* **STATED PROBLEM**
Repeat the records below word for word, but start at the line that contains "Note. One marker is placed on each instance of the cupped", stop after the last line, and include nothing else.

(begin)

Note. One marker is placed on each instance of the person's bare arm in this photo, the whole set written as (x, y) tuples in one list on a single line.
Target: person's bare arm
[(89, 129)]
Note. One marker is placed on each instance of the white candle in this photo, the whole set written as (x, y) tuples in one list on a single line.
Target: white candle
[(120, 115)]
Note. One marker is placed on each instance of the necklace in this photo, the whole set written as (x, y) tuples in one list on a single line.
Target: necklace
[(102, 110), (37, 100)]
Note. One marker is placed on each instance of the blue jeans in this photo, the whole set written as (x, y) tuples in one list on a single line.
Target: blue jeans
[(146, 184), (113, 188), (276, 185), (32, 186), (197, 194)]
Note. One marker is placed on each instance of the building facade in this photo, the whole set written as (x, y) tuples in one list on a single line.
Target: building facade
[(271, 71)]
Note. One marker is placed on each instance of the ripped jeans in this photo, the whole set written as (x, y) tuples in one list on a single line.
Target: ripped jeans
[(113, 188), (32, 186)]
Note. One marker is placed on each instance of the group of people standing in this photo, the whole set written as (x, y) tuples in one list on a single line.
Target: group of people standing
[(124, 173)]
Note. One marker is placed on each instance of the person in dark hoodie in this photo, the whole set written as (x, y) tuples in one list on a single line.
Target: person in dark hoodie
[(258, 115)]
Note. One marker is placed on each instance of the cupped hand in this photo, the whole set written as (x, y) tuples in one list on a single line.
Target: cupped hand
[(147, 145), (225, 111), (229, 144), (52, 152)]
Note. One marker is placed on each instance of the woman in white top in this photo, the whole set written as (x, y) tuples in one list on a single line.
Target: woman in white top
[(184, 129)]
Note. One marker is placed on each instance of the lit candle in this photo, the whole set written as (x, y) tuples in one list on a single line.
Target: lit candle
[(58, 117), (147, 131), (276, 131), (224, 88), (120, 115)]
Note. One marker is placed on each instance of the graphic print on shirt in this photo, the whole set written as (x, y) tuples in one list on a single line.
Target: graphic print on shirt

(end)

* **FINAL RESULT**
Note. One marker is placed on each instance of the cupped hand in this photo, the whole set written as (x, y) tuples in one list on a single line.
Target: cupped hand
[(147, 145), (225, 111), (229, 144), (52, 152)]
Note. One marker is placed on each instance of the woman in white top in this photo, the whole set written as (x, y) tuples in one list on a single line.
Target: woman in white top
[(184, 129)]
Note. One marker is placed on each instance of the lit candle in this photo, the whole set written as (x, y) tuples in one list on a single line.
Target: lit candle
[(58, 117), (147, 131), (276, 131), (224, 88), (120, 115)]
Note. One marker is placed on each instance of the graphic print on shirt in this photo, the whole set written as (x, y) tuples in one list on a single line.
Target: graphic print on shirt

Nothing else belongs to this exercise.